_Task objective:_ Gather every line in the data below that contains the word "order".

_Records for this exercise:_
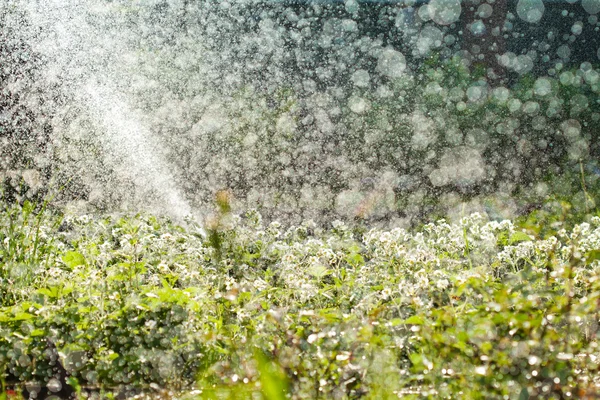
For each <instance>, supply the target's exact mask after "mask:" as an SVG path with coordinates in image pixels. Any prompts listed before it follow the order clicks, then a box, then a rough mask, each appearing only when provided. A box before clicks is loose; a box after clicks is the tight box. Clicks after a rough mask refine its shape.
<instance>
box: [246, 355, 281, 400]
mask: <svg viewBox="0 0 600 400" xmlns="http://www.w3.org/2000/svg"><path fill="white" fill-rule="evenodd" d="M254 358H255V359H256V361H257V363H258V371H259V372H260V383H261V389H262V394H263V396H264V397H265V399H267V400H284V399H286V398H287V396H286V394H287V393H288V382H287V377H286V375H285V372H284V371H283V369H282V368H281V366H280V365H279V364H277V363H276V362H275V361H271V360H269V359H268V358H267V357H266V356H265V355H264V354H263V353H262V352H261V351H257V352H256V354H255V355H254Z"/></svg>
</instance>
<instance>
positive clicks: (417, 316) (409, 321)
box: [404, 315, 424, 325]
mask: <svg viewBox="0 0 600 400" xmlns="http://www.w3.org/2000/svg"><path fill="white" fill-rule="evenodd" d="M404 323H405V324H410V325H423V323H424V321H423V318H421V317H419V316H418V315H413V316H412V317H410V318H409V319H407V320H406V321H404Z"/></svg>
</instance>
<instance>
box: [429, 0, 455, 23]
mask: <svg viewBox="0 0 600 400" xmlns="http://www.w3.org/2000/svg"><path fill="white" fill-rule="evenodd" d="M428 9H429V15H430V16H431V19H432V20H433V21H434V22H435V23H437V24H439V25H450V24H452V23H454V22H456V21H458V19H459V18H460V13H461V11H462V7H461V5H460V0H432V1H431V2H430V3H429V7H428Z"/></svg>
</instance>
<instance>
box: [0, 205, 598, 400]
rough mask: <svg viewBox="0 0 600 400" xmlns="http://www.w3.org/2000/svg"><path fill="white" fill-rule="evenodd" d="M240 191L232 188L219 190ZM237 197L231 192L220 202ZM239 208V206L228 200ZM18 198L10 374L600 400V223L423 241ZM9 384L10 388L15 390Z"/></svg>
mask: <svg viewBox="0 0 600 400" xmlns="http://www.w3.org/2000/svg"><path fill="white" fill-rule="evenodd" d="M223 196H225V195H223ZM223 199H224V200H223V201H224V204H225V205H227V204H228V203H227V202H228V198H227V197H223ZM226 203H227V204H226ZM220 206H221V207H220V208H221V211H220V213H221V214H220V215H219V219H218V224H216V225H214V226H213V230H214V231H215V232H213V236H212V237H214V235H218V237H219V242H218V247H217V246H216V245H215V242H214V240H211V235H208V236H207V238H206V239H205V235H204V234H203V232H201V231H199V230H198V229H197V227H195V225H194V223H193V222H192V221H189V224H188V227H187V228H185V229H184V228H181V227H179V226H177V225H174V224H172V223H171V222H170V221H168V220H166V219H161V218H156V217H154V216H150V215H141V214H140V215H135V216H101V215H100V216H91V215H69V214H64V215H61V214H59V213H57V212H49V211H48V210H46V209H36V208H35V207H33V206H32V205H31V204H29V203H25V205H24V206H8V205H7V206H6V208H5V210H4V211H3V212H2V216H1V218H0V221H2V226H1V229H0V235H2V241H1V242H2V247H0V257H1V261H2V263H1V265H2V269H1V270H0V271H1V275H0V284H1V290H2V296H1V298H2V308H0V370H2V371H4V374H5V378H4V380H5V381H8V382H9V383H11V381H18V382H31V381H37V382H41V383H44V384H47V383H48V382H50V380H51V378H52V372H51V371H52V365H53V363H55V362H56V361H57V360H53V359H52V357H50V356H49V353H48V350H47V346H48V342H49V341H50V342H52V343H54V344H55V345H56V347H57V349H58V354H59V360H58V362H59V363H60V364H61V365H62V366H64V368H65V369H66V371H67V372H68V374H69V376H70V379H71V382H72V383H77V385H78V387H79V390H81V387H84V388H86V387H96V388H98V390H104V391H113V390H117V388H119V387H122V388H138V389H143V390H149V391H153V390H154V389H155V388H165V390H170V391H175V392H179V393H182V394H181V396H184V397H185V396H187V397H189V398H194V397H196V396H199V395H201V396H202V397H204V398H239V397H240V396H241V397H248V396H251V395H252V394H253V393H255V394H256V395H258V394H262V396H263V398H265V399H280V398H284V397H286V396H291V397H292V398H330V397H336V398H338V397H342V398H343V397H347V398H358V397H363V396H367V397H370V398H390V397H403V398H455V397H457V396H459V397H468V398H503V397H504V396H509V397H515V398H516V397H518V398H535V397H540V396H545V397H554V398H566V397H569V396H570V397H573V396H575V397H583V396H584V395H589V396H592V395H593V394H594V393H597V391H598V387H599V386H598V385H600V382H598V378H597V377H598V376H599V375H600V374H598V362H599V358H598V357H599V354H598V347H597V346H598V343H597V330H598V314H597V313H598V311H597V308H598V302H599V301H600V286H599V280H598V277H599V273H600V256H598V254H600V218H597V217H594V218H592V219H591V221H590V223H580V224H576V225H574V226H573V228H572V229H571V230H570V231H568V232H567V231H566V230H561V231H560V232H558V233H557V234H556V235H555V236H548V237H546V238H544V239H538V238H535V237H533V236H531V235H528V234H526V233H524V232H523V231H521V230H519V229H518V228H517V227H515V225H513V224H512V223H511V222H510V221H501V222H495V221H489V222H486V221H485V220H484V218H483V217H481V216H480V215H478V214H474V215H471V216H470V217H466V218H463V219H462V220H461V221H460V222H459V223H456V224H449V223H447V222H445V221H443V220H441V221H439V222H437V223H431V224H428V225H425V226H423V227H422V228H421V229H420V230H418V231H415V232H409V231H406V230H403V229H393V230H389V231H380V230H375V229H373V230H370V231H366V232H364V233H362V234H361V233H359V232H358V230H354V231H353V230H352V229H350V228H349V227H347V226H346V225H344V224H343V223H341V222H336V223H334V224H333V227H332V228H331V229H330V230H323V229H321V228H319V227H318V226H317V225H315V224H313V223H310V222H307V223H304V224H301V225H299V226H292V227H289V228H287V229H283V228H282V226H281V225H279V224H278V223H271V224H269V225H266V226H265V225H263V223H262V220H261V218H260V215H259V214H258V213H256V212H251V213H248V214H247V215H245V216H244V218H240V217H238V216H236V215H233V214H231V213H230V210H229V207H228V205H227V206H224V205H223V204H221V205H220ZM13 383H14V382H13Z"/></svg>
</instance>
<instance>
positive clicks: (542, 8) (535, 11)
mask: <svg viewBox="0 0 600 400" xmlns="http://www.w3.org/2000/svg"><path fill="white" fill-rule="evenodd" d="M544 10H545V7H544V2H543V1H542V0H519V2H518V3H517V14H518V15H519V18H521V19H522V20H523V21H525V22H529V23H532V24H534V23H537V22H539V21H540V19H542V16H543V15H544Z"/></svg>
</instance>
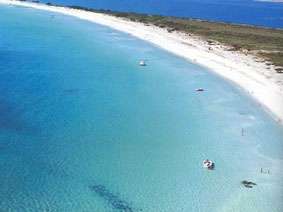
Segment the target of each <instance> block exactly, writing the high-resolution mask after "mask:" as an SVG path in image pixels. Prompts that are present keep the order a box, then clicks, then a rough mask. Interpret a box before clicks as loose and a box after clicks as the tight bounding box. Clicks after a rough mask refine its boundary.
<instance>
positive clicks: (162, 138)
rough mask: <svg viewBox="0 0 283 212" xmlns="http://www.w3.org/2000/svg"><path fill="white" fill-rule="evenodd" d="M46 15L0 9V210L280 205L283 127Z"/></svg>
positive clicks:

_Solution for this task:_
For each <instance>, supply the target's exact mask after "mask:" as an SVG path with coordinates in image pixels. Any prompts listed before it follow the order clicks, then a box, then a rough mask, each appearing only when provided. A box before clicks is loose; a box after clicks is the tight box. Clicks after a rough mask refine its shape.
Segment the target of each <instance> block exactly, writing the high-resolution mask after "mask:" as an SVG path in image pixels. Prompts that are present keep the order a box, then clicks, then a rough mask. Interpret a box before clicks as loose and a box after clicks as the tight bounding box. Clicks after a rough mask refine its boundary.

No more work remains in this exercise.